= WRITTEN INSTRUCTION =
Find each line in the rows below that contains the word "blue", and copy those lines out.

= SUPPLIED ENTRIES =
# # # # # # #

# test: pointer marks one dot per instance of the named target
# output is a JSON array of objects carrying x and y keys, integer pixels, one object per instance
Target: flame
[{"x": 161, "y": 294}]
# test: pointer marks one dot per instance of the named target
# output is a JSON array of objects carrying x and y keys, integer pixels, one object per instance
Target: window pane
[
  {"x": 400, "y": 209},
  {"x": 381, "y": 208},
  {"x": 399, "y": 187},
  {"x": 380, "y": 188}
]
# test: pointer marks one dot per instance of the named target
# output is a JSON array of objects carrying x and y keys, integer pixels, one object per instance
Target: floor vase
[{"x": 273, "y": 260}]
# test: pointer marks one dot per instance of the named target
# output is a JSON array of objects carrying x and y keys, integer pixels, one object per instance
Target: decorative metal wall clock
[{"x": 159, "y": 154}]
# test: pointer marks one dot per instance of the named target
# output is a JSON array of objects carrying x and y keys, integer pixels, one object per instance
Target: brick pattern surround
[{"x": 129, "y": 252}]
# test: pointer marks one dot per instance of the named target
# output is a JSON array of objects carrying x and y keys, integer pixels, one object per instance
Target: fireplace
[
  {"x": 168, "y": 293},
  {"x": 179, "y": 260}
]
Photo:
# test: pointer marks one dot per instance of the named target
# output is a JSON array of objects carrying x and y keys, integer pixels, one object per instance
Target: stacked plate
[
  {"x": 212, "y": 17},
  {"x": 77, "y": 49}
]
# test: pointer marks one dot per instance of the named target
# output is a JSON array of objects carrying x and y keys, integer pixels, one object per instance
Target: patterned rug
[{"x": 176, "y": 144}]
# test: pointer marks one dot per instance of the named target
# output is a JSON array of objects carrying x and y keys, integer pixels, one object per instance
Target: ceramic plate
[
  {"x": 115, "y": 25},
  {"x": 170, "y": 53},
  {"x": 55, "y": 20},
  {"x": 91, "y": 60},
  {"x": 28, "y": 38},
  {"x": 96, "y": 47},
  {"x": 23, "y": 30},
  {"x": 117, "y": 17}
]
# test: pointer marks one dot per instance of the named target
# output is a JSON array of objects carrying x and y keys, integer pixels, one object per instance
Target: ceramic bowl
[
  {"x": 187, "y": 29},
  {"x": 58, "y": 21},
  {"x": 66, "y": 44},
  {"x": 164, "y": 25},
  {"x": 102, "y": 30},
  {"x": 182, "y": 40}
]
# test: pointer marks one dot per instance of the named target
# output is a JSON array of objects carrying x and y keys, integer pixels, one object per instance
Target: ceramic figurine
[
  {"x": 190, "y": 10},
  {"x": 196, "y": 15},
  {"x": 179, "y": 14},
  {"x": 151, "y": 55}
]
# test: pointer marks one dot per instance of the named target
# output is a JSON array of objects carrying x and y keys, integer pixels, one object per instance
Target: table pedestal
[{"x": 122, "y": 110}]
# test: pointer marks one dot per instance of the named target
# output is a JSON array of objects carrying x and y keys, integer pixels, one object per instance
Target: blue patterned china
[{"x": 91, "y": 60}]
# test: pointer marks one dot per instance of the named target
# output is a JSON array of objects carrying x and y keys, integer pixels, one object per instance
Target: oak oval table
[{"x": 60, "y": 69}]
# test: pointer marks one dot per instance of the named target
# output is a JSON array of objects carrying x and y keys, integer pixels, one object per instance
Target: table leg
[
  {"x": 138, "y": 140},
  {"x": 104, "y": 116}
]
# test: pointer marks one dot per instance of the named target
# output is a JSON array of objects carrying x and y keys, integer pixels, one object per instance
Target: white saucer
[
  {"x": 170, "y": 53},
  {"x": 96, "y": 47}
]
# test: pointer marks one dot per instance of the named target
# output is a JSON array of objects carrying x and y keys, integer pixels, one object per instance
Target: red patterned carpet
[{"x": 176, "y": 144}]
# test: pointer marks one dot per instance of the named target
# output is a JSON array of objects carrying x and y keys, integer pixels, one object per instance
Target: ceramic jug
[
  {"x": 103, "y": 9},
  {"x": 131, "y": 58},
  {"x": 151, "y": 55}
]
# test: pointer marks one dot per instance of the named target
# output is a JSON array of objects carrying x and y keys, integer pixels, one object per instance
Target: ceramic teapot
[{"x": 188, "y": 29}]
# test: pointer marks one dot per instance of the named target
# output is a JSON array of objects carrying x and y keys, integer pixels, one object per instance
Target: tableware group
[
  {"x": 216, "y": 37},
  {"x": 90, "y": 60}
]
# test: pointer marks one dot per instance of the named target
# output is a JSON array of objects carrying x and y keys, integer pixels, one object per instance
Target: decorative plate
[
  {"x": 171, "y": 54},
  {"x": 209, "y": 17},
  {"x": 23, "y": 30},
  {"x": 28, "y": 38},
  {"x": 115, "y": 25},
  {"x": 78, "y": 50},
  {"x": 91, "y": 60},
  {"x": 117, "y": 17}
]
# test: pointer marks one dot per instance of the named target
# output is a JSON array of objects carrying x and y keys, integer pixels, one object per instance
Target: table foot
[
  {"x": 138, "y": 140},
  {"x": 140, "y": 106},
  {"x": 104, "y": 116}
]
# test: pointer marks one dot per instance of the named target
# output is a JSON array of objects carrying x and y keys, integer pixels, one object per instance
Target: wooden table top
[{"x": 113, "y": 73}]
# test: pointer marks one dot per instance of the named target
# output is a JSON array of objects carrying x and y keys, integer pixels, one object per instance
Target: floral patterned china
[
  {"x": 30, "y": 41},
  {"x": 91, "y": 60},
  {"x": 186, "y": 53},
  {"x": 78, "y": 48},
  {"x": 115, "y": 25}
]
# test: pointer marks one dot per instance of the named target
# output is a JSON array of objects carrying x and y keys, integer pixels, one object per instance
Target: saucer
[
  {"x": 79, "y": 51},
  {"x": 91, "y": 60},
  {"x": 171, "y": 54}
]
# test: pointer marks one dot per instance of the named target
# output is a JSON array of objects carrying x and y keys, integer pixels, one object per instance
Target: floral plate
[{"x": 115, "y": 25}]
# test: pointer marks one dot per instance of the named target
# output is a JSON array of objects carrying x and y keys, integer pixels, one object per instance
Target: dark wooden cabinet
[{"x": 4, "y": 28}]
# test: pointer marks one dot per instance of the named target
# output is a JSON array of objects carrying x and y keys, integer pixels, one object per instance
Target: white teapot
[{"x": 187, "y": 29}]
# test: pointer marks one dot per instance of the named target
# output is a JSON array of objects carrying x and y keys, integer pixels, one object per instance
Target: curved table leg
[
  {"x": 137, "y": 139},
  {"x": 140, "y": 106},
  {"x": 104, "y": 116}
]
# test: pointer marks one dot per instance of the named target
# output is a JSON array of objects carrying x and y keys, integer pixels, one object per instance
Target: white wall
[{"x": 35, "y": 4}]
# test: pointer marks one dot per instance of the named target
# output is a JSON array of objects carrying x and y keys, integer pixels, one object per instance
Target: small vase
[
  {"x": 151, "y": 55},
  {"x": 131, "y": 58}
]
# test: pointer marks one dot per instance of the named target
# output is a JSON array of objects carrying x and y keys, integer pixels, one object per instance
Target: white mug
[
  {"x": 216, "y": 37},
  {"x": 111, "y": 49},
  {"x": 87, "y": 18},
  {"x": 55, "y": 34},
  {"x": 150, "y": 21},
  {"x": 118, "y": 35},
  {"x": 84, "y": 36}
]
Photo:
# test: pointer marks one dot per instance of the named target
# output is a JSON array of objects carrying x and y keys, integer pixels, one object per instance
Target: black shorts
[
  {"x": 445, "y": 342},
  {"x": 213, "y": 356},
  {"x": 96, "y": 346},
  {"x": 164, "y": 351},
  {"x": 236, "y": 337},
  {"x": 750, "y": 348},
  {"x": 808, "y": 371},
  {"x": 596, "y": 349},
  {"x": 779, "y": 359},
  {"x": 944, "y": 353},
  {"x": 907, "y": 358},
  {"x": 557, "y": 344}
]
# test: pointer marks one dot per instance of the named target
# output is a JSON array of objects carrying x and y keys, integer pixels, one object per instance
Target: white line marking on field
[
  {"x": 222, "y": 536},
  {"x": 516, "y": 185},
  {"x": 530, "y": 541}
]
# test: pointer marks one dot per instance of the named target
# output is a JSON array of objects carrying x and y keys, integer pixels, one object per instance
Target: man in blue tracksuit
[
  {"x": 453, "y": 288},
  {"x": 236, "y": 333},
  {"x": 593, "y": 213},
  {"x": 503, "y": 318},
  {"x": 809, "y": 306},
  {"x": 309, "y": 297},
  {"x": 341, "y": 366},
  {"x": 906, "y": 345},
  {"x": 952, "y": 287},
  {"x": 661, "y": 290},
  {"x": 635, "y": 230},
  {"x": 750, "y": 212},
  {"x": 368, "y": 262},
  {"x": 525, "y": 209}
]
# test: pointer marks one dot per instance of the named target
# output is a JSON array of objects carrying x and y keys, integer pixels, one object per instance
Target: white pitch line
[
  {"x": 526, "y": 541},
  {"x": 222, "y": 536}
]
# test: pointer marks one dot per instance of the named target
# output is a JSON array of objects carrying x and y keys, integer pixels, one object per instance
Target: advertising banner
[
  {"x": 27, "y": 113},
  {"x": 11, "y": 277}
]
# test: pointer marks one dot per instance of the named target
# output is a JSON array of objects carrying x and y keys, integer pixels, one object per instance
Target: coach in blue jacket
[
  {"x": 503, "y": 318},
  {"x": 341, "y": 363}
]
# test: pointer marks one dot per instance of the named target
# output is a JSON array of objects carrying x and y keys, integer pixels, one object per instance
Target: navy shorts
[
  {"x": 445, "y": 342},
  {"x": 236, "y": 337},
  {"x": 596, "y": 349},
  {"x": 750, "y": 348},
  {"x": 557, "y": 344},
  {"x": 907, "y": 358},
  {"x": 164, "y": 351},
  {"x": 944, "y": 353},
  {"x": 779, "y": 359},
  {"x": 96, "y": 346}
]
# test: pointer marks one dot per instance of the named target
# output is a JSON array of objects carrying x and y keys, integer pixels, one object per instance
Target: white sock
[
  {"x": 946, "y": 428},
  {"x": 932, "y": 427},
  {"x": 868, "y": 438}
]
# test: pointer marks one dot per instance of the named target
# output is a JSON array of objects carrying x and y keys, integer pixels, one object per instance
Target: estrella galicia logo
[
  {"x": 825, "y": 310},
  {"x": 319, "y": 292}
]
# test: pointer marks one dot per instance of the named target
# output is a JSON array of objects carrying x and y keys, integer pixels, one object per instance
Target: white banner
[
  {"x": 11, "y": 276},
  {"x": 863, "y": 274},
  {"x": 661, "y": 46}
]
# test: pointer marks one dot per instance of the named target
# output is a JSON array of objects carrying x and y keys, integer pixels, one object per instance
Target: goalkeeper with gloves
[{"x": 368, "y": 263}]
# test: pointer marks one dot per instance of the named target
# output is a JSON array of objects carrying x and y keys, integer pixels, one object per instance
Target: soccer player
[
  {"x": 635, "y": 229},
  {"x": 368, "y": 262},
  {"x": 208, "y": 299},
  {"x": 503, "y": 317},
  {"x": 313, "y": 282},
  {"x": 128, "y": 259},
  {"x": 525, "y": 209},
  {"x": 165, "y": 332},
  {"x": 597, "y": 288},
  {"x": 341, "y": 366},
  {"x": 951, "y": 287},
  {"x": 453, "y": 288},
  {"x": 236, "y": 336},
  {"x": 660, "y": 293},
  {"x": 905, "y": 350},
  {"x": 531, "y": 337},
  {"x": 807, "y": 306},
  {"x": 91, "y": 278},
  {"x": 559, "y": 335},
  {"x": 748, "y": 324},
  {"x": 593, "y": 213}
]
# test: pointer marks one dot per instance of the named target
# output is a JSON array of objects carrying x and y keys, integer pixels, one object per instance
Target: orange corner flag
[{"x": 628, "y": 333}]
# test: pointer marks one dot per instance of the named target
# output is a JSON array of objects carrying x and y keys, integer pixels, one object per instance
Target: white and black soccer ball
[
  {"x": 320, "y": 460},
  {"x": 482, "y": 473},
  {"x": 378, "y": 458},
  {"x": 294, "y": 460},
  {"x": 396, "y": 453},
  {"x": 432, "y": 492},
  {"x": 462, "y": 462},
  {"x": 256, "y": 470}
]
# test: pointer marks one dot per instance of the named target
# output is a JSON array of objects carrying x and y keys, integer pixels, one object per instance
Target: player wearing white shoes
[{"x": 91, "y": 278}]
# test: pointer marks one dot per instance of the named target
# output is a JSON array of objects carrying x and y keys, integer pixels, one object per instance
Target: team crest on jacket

# # # # # # #

= RESPONSE TO THIS TASK =
Target: blue patterned china
Target: man in blue tracksuit
Target: coach in blue jacket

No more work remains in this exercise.